- **PROMPT**
For every record that follows, write out the text exactly and omit the picture, if one is present.

***** EXERCISE MATERIALS

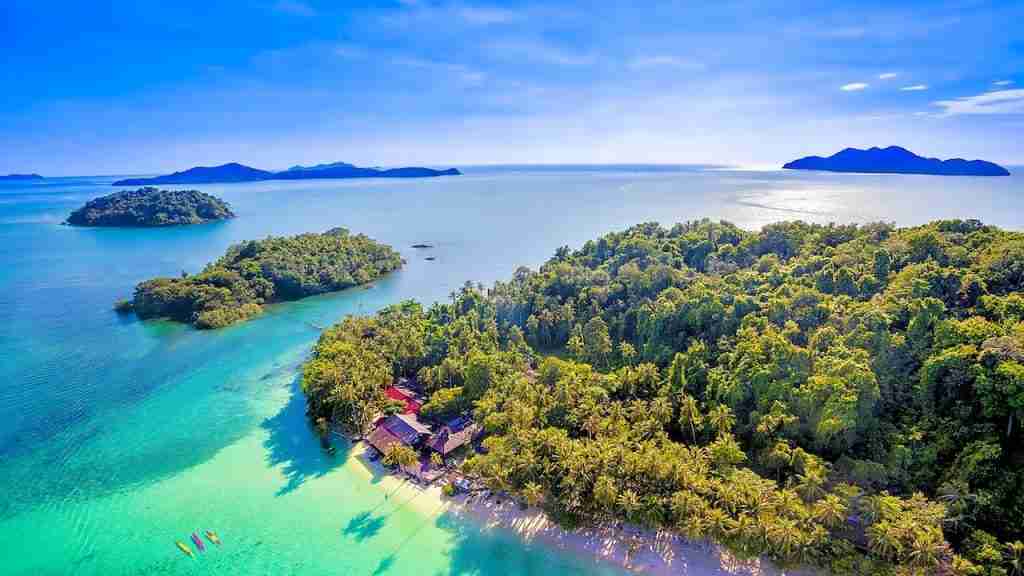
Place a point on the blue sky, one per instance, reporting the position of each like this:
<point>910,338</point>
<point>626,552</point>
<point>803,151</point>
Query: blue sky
<point>150,86</point>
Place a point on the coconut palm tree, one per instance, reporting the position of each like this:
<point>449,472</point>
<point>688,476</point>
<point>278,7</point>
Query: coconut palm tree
<point>689,415</point>
<point>830,511</point>
<point>532,493</point>
<point>1015,550</point>
<point>721,419</point>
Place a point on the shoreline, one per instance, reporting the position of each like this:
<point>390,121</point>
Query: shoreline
<point>626,547</point>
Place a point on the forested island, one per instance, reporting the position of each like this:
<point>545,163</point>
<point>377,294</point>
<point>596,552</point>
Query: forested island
<point>20,177</point>
<point>235,172</point>
<point>148,207</point>
<point>839,396</point>
<point>895,160</point>
<point>260,272</point>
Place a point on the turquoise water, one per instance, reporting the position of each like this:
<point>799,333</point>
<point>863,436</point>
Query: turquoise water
<point>118,437</point>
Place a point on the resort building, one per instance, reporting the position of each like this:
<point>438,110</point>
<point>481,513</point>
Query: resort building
<point>454,435</point>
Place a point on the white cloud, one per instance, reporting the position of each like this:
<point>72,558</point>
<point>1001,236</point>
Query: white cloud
<point>665,62</point>
<point>295,7</point>
<point>349,51</point>
<point>997,101</point>
<point>462,73</point>
<point>479,15</point>
<point>541,52</point>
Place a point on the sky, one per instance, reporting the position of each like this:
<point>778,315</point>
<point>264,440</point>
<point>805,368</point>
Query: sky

**********

- **WRITTEN SOLUTION**
Place a point on the blue sky, one per instance, reporting the position of each like this:
<point>910,338</point>
<point>626,552</point>
<point>803,151</point>
Query: blue sky
<point>150,86</point>
Place a point on the coconut palm tree, one per instance, reporting the position of each like this:
<point>449,472</point>
<point>688,476</point>
<point>278,7</point>
Query: coconut palm tree
<point>689,415</point>
<point>830,511</point>
<point>532,493</point>
<point>1015,550</point>
<point>721,419</point>
Place a point on the shoreline, one per instance, reporting the position of each like this:
<point>390,121</point>
Query: shoreline
<point>626,547</point>
Place a point on the forested island, one per instance, reporting the position of each like this:
<point>545,163</point>
<point>377,294</point>
<point>596,552</point>
Query: forested island
<point>20,177</point>
<point>235,172</point>
<point>148,207</point>
<point>839,396</point>
<point>895,160</point>
<point>260,272</point>
Place a point on the turquoise water, one per instance, reporting the position of each like this:
<point>799,333</point>
<point>863,436</point>
Query: turquoise water
<point>118,437</point>
Place a point on the resort building, one per instance, reporting the position of each like this:
<point>438,110</point>
<point>481,513</point>
Query: resort building
<point>454,435</point>
Place a point on the white cloud, one per instance, reporting the position of each like this:
<point>72,558</point>
<point>1001,236</point>
Query: white cloud
<point>665,62</point>
<point>295,7</point>
<point>349,51</point>
<point>997,101</point>
<point>462,73</point>
<point>479,15</point>
<point>541,52</point>
Place a point on the sky, one per instance, reporting the position of each like this:
<point>778,315</point>
<point>264,440</point>
<point>805,368</point>
Query: sky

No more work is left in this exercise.